• [Reading text]:
+---+
# Prevent turf damage?



## EPS (Sep 17, 2007)

How can I minimize turf damage when stacking snow the first couple plows this year. It is my first year and dont want to be ripping chunks of sod out of peoples lawns.


----------



## stroker79 (Dec 2, 2006)

Normally i just bump the plow blade up a few inches before i hit the grass then keep on going till my tires are right at the grass line.


----------



## EPS (Sep 17, 2007)

Thanks for the suggestion anything helps. I'm real nervous about ripping up lawns.


----------



## stroker79 (Dec 2, 2006)

Even if you do cause a little damage, it does not cost much to throw down some dirt and seed in the spring. Just take your time, theres no rush


----------



## Peterbilt (Apr 28, 2007)

News flash!!

No matter what you do or how careful you think you are, You WILL damage a yard or to.

Just live with. You need to factor it into your bids. So in the spring when you need to do turf repairs you'll be getting paid for it.

Peterbilt


----------



## tls22 (Sep 30, 2007)

Yeah plowing driveways takes alot of finesse, one good way is picking up the blade a few inches. Also you can put plow markers on the edge of the driveway to know where it ends. Just take your time and be careful!
+---+
• [Records supplied]:
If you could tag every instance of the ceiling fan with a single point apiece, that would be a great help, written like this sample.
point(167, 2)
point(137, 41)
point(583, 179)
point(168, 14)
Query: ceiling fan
+---+
• [Stated problem A]: In the forum thread on avoiding turf damage while plowing, what can be placed along the edge of a driveway to show where it ends?
• [Stated problem B]: Continue the forum thread on avoiding turf damage while plowing snow, starting after its final post.

• [Output A]: Plow markers.

• [Output B]:
----------



## grandview (Oct 9, 2005)

Wait till that first plow and that front tire sinks into the lawn! You'll learn real quick!


----------



## EPS (Sep 17, 2007)

Thanks grandview I cant wait to repair lawns in the spring lol


----------



## Grn Mtn (Sep 21, 2004)

use a marker to locate lawn at push zone, bump blade up at edge and push till tires get to marker.

once ground is frozen then you can push pile back but still good idea to bump blade up a bit.


----------



## bribrius (May 5, 2007)

this is something i need to work on too. i figure my tires are spinning and specs of mud go on my windshield, or the pile im pushing is brown and green instead of white i might have hurt the lawn. what to do though? have to push the snow back so you cant just keep the truck on the tar the whole time. just bump up the blade a couple inches and hope for the best?.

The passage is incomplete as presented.